EXCERPTED TEXT:

+ + + + + + +

By Alison Knezevich
Charleston Gazette (West Virginia)
Copyright 2007 Charleston Newspapers
HURRICANE, W.Va. — Stefanie Reger held her injured son as she watched the ambulance race past her street. The child’s life was in danger, but paramedics couldn’t find her address.
A dresser fell on the 3-year-old on the morning of March 28. He wasn’t breathing when she found him. He had no heartbeat. Reger administered CPR and called 911.
But her street sign in a Hurricane subdivision called Woodridge Estates was posted on the wrong side of the street, leading the ambulance to take a wrong turn. Paramedics called her back several times to get more directions.
“I was standing in the front yard with my son in my arms,” she said. “I watched the ambulance go right past my street.”
The confusion cost the ambulance an extra five to seven minutes, said Putnam emergency services Director Frank Chapman.
The toddler sustained brain injuries and is now at a hospital in Morgantown for rehabilitation. Reger, who had moved here from Washington, D.C., three weeks before the accident, doesn’t blame the paramedics. “I think they were doing the best they could,” she said.
In Putnam County — one of the state’s fastest-growing areas, where 13 new subdivisions were approved last year — housing developers must indicate where street signs will be posted before their subdivisions are approved, said county planning Director Sandy Mellert.

+ + + + + + +

DATA LISTING:
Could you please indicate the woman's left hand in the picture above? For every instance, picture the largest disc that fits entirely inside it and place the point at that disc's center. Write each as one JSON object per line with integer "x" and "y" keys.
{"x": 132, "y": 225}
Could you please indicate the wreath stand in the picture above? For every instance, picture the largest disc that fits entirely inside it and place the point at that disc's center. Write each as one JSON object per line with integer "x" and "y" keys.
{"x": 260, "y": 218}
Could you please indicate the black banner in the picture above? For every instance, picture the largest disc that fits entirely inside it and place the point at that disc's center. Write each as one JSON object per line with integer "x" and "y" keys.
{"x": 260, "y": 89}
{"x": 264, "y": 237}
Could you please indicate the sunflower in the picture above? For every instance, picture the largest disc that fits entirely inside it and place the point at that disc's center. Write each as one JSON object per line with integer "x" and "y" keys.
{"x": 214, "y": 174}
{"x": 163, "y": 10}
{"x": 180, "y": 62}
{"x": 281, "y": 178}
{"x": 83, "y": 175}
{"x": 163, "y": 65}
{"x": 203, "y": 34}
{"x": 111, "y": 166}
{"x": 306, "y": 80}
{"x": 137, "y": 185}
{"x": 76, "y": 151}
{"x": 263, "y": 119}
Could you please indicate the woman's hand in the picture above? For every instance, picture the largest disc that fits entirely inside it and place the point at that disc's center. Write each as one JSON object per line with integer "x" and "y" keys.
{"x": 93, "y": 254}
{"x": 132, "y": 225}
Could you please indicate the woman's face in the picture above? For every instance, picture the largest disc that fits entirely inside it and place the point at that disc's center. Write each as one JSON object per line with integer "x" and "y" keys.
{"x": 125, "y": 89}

+ + + + + + +

QUESTIONS ON THE MATERIAL:
**A.** Translate this sentence from the news article about the ambulance delay in Hurricane into Spanish: "The confusion cost the ambulance an extra five to seven minutes, said Putnam emergency services Director Frank Chapman."
**B.** Answer these questions from the news article about the ambulance delay in Hurricane:
(i) What fell on the 3-year-old?
(ii) Where had Reger moved from?
(iii) How many new subdivisions were approved in Putnam County last year?
**C.** Write what comes next in the news article about the ambulance delay in Hurricane.

YOUR WRITTEN ANSWERS:
**A.** La confusión le costó a la ambulancia entre cinco y siete minutos adicionales, dijo Frank Chapman, director de servicios de emergencia de Putnam.

**B.**
(i) A dresser
(ii) Washington, D.C.
(iii) 13

**C.**
But once a subdivision is built, the planning office has no authority to enforce that signs are in the right spot, Mellert said. That’s because it was the county commission that passed a 2003 ordinance on street signs, meaning enforcement is the county’s responsibility.
If another department, such as emergency services or the state’s Department of Environmental Protection, tells county planning officials that a development has safety issues, then the planning office can stop issuing the developer building permits, she said.
The county has approved four new subdivisions so far this year. County Administrator Brian Donat said in light of the growth, officials might need to be more aware of street signs’ placement and readability.
However, the county has no plans to change procedures about street signs.
“You assume a developer is going to put a sign in the right place,” said county commission President Joe Haynes. “I don’t know you police something like that.”
In the case of Woodridge Estates, where houses are still being built, planning officials inspected the subdivision in July 2005 and told the developer the street sign was not where the plan indicated it would be. Eight days later, an engineer for the developer certified that the sign was moved.
The developer, Dorsel Hodges, said he felt bad about what happened but he thought engineers had placed the sign where his plan showed it would be. “That’s where they said to set it to start with,” he said.
He said he is still unsure about where the county wants the sign to be posted. “I can’t tell you,” he said.
Mellert, Chapman and Donat all said that the sign is now in the correct place. It was moved several days after the dresser accident.
When 911 gets calls from houses built after 2002, dispatchers cannot use an enhanced data system called computer-aided dispatch, which gives driving directions and a photograph of the home, Chapman said. That information did not pop up in Reger’s case because the house is new, so the system didn’t have a picture of it.
(Chapman said people should be assured, however, that dispatchers can get the location of a house if it has a phone line, no matter when the house was built.)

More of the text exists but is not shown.